Problem requirements ▸
Could you repeat, word for word, every line from the one containing "Agricultural drone survey: scan the aerial photo for black" through the final line of the records below, and nothing else?

Data supplied ▸
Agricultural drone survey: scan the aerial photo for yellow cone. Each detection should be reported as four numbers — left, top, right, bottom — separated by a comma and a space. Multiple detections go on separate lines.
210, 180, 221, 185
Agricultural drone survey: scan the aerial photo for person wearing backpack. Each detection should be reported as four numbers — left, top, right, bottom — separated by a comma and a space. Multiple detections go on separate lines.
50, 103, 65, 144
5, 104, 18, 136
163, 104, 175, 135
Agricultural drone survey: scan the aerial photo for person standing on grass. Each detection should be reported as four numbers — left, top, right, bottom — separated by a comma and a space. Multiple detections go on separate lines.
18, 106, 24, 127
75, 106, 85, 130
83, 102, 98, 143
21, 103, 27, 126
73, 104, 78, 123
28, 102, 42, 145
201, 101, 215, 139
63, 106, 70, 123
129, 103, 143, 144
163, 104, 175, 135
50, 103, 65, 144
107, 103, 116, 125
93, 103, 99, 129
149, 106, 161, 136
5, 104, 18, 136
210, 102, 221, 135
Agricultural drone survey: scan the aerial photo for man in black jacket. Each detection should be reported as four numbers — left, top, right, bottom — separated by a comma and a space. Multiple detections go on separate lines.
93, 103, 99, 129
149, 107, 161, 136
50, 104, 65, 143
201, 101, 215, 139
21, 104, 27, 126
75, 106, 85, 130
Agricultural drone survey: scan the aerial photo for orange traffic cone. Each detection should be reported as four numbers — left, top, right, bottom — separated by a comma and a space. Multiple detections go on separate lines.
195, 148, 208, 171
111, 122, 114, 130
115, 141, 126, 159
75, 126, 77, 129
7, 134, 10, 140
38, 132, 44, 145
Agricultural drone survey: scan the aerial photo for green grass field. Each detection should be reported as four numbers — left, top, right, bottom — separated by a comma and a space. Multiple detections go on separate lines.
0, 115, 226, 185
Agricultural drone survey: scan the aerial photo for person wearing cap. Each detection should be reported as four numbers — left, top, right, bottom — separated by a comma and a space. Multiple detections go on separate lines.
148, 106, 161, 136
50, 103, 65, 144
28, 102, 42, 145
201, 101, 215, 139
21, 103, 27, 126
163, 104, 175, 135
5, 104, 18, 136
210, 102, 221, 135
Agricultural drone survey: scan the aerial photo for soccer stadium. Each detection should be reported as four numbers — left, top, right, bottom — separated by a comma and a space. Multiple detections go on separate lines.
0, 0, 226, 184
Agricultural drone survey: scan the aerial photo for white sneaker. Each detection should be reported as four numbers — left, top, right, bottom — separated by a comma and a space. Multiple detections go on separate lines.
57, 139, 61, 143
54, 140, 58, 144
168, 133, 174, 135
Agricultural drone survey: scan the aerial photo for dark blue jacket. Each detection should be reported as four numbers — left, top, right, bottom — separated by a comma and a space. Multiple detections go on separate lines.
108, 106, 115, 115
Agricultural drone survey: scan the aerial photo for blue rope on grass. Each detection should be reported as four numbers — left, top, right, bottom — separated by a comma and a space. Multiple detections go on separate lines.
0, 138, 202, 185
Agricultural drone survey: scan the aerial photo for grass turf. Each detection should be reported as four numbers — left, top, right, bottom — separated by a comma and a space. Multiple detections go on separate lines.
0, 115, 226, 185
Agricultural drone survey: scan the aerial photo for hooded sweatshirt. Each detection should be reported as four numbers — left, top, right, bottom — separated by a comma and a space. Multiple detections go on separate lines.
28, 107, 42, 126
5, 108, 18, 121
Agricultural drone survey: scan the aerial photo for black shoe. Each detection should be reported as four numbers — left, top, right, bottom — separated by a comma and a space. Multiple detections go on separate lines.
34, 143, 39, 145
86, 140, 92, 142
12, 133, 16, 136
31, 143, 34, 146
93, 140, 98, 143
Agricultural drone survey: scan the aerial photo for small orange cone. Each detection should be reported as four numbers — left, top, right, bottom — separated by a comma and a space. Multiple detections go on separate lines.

Response ▸
Agricultural drone survey: scan the aerial photo for black shoe. Each detection should be reported as four numbers — left, top, right, bottom — separated by a comma and a space. Multiple detections go on separate lines.
34, 143, 39, 145
86, 140, 92, 142
12, 133, 16, 136
31, 143, 34, 146
93, 140, 98, 143
Agricultural drone survey: scan the aerial photo for small orange cone. Each detection should be reported as four numbers — left, top, right, bottom — separated by a comma and a space. Multiple detections go on separate lines.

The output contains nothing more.